**How to complete this task**. Please print each record exactly, omitting none of them.

Referring expression data
◆ ◆ ◆ ◆ ◆
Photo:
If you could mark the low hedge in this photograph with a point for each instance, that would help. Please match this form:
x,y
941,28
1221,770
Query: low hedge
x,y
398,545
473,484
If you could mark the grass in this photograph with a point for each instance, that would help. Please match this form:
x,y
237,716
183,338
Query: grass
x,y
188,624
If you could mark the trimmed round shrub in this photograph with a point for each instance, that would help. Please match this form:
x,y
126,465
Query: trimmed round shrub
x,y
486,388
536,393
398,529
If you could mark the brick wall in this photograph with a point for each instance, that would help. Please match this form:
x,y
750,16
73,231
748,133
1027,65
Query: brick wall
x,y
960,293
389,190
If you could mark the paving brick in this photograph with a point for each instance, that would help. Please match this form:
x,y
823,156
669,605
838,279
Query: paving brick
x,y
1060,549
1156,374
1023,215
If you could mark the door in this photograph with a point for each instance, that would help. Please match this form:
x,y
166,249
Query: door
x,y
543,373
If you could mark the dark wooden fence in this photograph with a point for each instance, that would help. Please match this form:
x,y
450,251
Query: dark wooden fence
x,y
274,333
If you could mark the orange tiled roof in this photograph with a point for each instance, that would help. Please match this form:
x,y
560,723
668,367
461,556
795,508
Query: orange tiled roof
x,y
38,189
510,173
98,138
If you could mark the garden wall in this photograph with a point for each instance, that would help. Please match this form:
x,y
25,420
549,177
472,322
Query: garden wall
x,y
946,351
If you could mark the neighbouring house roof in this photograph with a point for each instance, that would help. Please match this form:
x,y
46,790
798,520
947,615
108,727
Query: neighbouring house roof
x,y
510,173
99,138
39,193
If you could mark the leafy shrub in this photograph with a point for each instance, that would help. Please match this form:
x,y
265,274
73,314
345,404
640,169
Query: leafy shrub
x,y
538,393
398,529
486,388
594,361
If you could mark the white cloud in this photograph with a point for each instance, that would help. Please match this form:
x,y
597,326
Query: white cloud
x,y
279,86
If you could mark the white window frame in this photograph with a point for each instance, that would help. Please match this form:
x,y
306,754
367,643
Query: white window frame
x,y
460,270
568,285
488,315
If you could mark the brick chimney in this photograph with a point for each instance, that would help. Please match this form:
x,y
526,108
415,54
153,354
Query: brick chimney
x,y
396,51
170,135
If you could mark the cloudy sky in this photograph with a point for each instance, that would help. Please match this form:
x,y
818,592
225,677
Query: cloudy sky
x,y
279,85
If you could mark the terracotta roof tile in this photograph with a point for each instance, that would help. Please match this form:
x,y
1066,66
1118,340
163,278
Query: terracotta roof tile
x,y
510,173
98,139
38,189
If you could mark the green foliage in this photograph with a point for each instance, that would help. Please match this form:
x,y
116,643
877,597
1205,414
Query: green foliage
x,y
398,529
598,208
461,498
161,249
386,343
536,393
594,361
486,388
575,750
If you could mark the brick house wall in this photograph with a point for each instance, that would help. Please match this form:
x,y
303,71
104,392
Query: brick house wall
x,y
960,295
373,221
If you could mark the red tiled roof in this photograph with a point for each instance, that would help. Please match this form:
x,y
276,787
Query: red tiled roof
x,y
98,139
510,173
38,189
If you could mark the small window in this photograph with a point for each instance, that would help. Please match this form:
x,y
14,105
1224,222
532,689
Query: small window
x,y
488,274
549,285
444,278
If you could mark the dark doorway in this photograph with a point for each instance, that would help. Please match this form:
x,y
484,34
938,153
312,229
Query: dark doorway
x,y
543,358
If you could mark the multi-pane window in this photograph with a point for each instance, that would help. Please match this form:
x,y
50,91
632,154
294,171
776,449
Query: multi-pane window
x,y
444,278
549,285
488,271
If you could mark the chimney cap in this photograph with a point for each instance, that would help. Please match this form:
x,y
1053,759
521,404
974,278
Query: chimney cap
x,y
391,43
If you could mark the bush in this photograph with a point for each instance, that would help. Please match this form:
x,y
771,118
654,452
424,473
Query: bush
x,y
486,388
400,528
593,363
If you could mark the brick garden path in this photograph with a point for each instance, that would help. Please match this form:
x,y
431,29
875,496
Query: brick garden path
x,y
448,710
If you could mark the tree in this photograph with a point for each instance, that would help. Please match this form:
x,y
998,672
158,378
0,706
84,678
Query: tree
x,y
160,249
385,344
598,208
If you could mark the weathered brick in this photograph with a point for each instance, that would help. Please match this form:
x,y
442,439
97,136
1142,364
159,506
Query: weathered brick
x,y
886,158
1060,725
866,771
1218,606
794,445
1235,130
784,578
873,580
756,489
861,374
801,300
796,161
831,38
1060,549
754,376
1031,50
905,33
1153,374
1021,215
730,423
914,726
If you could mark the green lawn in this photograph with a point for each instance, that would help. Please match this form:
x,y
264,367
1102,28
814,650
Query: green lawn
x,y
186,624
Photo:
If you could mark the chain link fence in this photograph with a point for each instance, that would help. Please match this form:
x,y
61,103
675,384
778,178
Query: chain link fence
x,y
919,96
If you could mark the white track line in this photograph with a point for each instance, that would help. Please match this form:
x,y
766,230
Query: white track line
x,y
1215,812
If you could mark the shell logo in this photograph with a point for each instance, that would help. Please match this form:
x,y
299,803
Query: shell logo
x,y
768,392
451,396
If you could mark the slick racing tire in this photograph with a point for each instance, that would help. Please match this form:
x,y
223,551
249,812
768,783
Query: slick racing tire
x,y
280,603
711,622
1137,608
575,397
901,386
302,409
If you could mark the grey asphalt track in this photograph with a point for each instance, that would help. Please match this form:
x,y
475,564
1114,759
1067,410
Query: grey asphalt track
◆ ◆ ◆ ◆ ◆
**Problem solution**.
Photo:
If you could mark the low hedge in this photograph with a point for each instance, that would help. Please match this form:
x,y
941,28
1221,770
Query: low hedge
x,y
398,545
473,484
If you could mark the grass in this photograph with a point for each instance, that would help. Please match this form:
x,y
237,716
183,338
Query: grass
x,y
188,624
If you could mark the trimmed round shrub in this photograph with a point for each instance, that would help. Please match this form:
x,y
126,465
Query: trimmed round shrub
x,y
486,388
536,393
398,529
If you could mark the brick wall in this photograph with a point for each instance, that would help. Please match this form:
x,y
750,16
73,231
748,133
1027,65
Query: brick wall
x,y
960,293
389,190
If you could mark the paving brick in this photograph with a point for each instance, that would help. Please match this form:
x,y
823,156
669,605
838,279
Query: paving brick
x,y
1060,549
1156,374
1023,215
If you could mark the door in this photograph with a point for each instance, that would help. Please match this form:
x,y
166,249
Query: door
x,y
543,373
If you could mark the dark wooden fence in this photograph with a point for each instance, that would help. Please match this form:
x,y
450,251
Query: dark wooden fence
x,y
274,333
If you could mark the orange tiled roof in this photograph with a point for each instance, that would help. Please match this form:
x,y
560,723
668,367
461,556
795,508
Query: orange tiled roof
x,y
38,189
510,173
98,138
If you could mark the garden wall in this photograph with a point for each instance, that would help. Please match this form:
x,y
25,420
549,177
472,322
Query: garden wall
x,y
946,351
If you could mark the neighbouring house roof in this photograph with a point for each instance, that would help. Please match this form:
x,y
46,790
798,520
947,615
108,727
Query: neighbouring house roof
x,y
510,173
99,138
39,193
If you could mark the leafy shrub in this photograph with a point for each instance, that would help. Please match this form:
x,y
265,274
73,314
345,404
640,169
Query: leafy shrub
x,y
538,393
398,529
486,388
594,361
If you could mark the white cloud in this photograph with a point for each instance, that would help. Please match this form:
x,y
597,326
Query: white cloud
x,y
279,86
If you could mark the white window frame in this photograph with a point for each instance, that would help. Please match this form:
x,y
306,754
367,643
Query: white window frame
x,y
460,270
568,285
488,315
If you could mark the brick chimney in this photograph with a point for each instance, that would help. Please match this form:
x,y
526,108
415,54
153,354
Query: brick chimney
x,y
396,51
170,135
If you could mark the cloudy sky in this photograph with a point for each instance, that would help. Please match this form:
x,y
818,592
225,677
Query: cloudy sky
x,y
279,85
If you could mark the terracotta roof tile in this photograph with a point for each instance, that would help. Please match this form:
x,y
1066,66
1118,340
163,278
Query: terracotta roof tile
x,y
510,173
98,139
38,189
If you could mark the green foliage in this photograph with a point for each instance, that would help. Please match this form:
x,y
116,643
877,597
1205,414
Query: green foliage
x,y
398,529
598,208
461,498
161,249
386,343
536,393
594,361
486,388
575,750
If you could mark the brick house wall in this photograph with a point for each instance, that would help. Please match this form:
x,y
303,71
104,392
Query: brick house wall
x,y
960,295
373,221
If you could mark the red tiled roof in this photograph with a point for each instance, that would help. Please match this form:
x,y
276,787
Query: red tiled roof
x,y
98,139
510,173
38,189
If you could mark the small window in this photograph with a point for each instance, that would help. Please match this form:
x,y
14,105
1224,222
532,689
Query: small window
x,y
488,274
549,285
444,278
If you could mark the dark doorway in this photograph with a point for each instance, that would help. Please match this form:
x,y
484,34
938,153
312,229
Query: dark doorway
x,y
543,358
If you could mark the multi-pane window in this photograph with a point for each instance, that would help. Please match this form:
x,y
50,91
632,154
294,171
776,449
Query: multi-pane window
x,y
444,278
549,285
488,271
If you could mark the chimney cap in this photograph with a point for each instance, that would help. Please match this form:
x,y
1053,759
521,404
974,278
Query: chimney cap
x,y
391,43
If you could mark the bush in this photograph with a point for each instance, that would help. Please match this form:
x,y
771,118
654,452
424,473
Query: bush
x,y
486,388
400,528
593,363
If you could mark the brick garden path in this photograph with a point for each instance, that would help. Please match this form:
x,y
431,29
875,496
Query: brick garden path
x,y
448,710
If you could mark the tree in this photograph with a point for each instance, that would help. Please match this form:
x,y
998,672
158,378
0,706
84,678
Query: tree
x,y
160,249
385,344
598,208
If you could mark the weathered brick in this photograph with a point for each instance, that would help. Please match this form:
x,y
442,439
97,136
1142,364
159,506
Query: weathered brick
x,y
886,158
1060,725
866,771
1218,606
794,445
1235,130
784,578
873,580
756,489
861,374
801,300
796,161
831,38
1060,549
754,376
1031,50
905,33
1153,374
1021,215
730,423
914,726
If you could mark the green lawn in this photograph with a point for each instance, that would help. Please match this form:
x,y
264,367
1102,28
814,650
Query: green lawn
x,y
186,624
Photo:
If you could mark the chain link fence in this photograph with a point for each instance, that would help. Please match this form:
x,y
61,103
675,384
778,178
Query: chain link fence
x,y
919,96
If you could mark the white track line in this photograph with a point for each instance, that would help. Please match this form:
x,y
766,230
Query: white track line
x,y
1215,812
If you could mark the shell logo in this photograph with a point for each instance, that would help. Please match this form:
x,y
299,803
Query: shell logo
x,y
768,392
451,396
If you could mark the slick racing tire in this photograph with a point for each instance, that would help. Please match this form:
x,y
223,551
249,812
768,783
Query: slick racing tire
x,y
280,603
711,622
1137,608
575,397
901,386
302,409
If you could mark the grey asphalt track in this photograph with a point for each instance, that would help. Please match this form:
x,y
475,564
1114,759
1067,410
Query: grey asphalt track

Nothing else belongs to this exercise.